* **Written request**: Reproduce the lines below without any change, from the line that contains "Exercise. Find the fluffy" to the line that contains "pixel 171 257", including both of those lines, and output nothing else.

* **Task data**:
-- start --

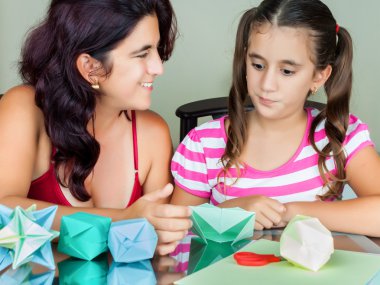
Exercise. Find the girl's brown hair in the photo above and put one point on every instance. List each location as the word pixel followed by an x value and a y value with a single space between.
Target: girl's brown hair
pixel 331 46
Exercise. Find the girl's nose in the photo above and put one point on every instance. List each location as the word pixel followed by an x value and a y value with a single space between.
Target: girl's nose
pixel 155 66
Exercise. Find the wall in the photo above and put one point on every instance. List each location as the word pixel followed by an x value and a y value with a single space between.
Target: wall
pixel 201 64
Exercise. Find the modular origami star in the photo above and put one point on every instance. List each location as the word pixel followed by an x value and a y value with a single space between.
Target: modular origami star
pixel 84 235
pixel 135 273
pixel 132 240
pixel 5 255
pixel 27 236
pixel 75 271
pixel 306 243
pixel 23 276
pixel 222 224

-- end --
-- start --

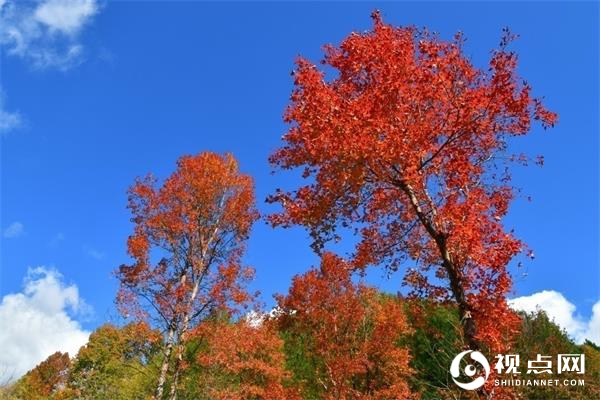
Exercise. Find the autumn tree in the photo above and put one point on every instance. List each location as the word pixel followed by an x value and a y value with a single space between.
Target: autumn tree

-- end --
-- start --

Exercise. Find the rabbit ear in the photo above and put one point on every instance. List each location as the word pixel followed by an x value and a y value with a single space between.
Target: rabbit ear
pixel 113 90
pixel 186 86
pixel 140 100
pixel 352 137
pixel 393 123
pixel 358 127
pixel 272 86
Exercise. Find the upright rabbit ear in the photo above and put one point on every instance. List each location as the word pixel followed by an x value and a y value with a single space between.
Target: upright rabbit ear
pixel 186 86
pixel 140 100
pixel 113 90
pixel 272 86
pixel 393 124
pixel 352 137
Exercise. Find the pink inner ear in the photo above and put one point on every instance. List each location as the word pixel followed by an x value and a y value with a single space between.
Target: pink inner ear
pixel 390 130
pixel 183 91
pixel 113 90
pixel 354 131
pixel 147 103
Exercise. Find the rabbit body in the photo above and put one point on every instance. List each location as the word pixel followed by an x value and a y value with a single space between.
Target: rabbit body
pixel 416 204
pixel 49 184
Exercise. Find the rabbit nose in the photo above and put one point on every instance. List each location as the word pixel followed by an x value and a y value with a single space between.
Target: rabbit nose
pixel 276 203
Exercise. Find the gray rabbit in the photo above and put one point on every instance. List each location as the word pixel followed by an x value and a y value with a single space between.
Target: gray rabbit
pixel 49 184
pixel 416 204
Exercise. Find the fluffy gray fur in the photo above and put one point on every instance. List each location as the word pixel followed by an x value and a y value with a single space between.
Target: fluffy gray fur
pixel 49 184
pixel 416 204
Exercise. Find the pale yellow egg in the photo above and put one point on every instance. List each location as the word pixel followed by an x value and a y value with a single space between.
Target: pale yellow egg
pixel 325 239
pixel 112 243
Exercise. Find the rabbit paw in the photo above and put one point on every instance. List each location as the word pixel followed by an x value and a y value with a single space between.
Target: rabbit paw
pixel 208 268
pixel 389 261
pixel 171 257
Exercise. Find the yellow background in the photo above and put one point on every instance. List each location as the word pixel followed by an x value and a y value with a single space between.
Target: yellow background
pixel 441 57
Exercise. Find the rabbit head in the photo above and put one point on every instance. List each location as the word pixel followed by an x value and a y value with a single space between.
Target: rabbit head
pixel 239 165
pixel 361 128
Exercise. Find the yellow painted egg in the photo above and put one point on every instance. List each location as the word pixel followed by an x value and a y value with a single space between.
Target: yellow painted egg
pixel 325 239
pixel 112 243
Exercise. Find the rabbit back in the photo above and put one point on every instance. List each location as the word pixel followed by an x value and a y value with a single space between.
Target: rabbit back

-- end --

* **Finished answer**:
Exercise. Find the fluffy gray fur in the photo above and put one point on every instance. List each location as the word pixel followed by an x value and a y value with a single space between.
Target: fluffy gray fur
pixel 49 184
pixel 416 204
Exercise. Find the pale yellow egg in the photo above and put one point on every instance. List each location as the word pixel followed by an x value and a y value with a single space between.
Target: pale yellow egg
pixel 325 239
pixel 112 243
Exercise. Find the rabbit paw in the photo above and put one point on every instance. List each location as the word pixel followed by an x value and a y value with a single space between.
Target: rabbit paw
pixel 208 268
pixel 389 261
pixel 171 257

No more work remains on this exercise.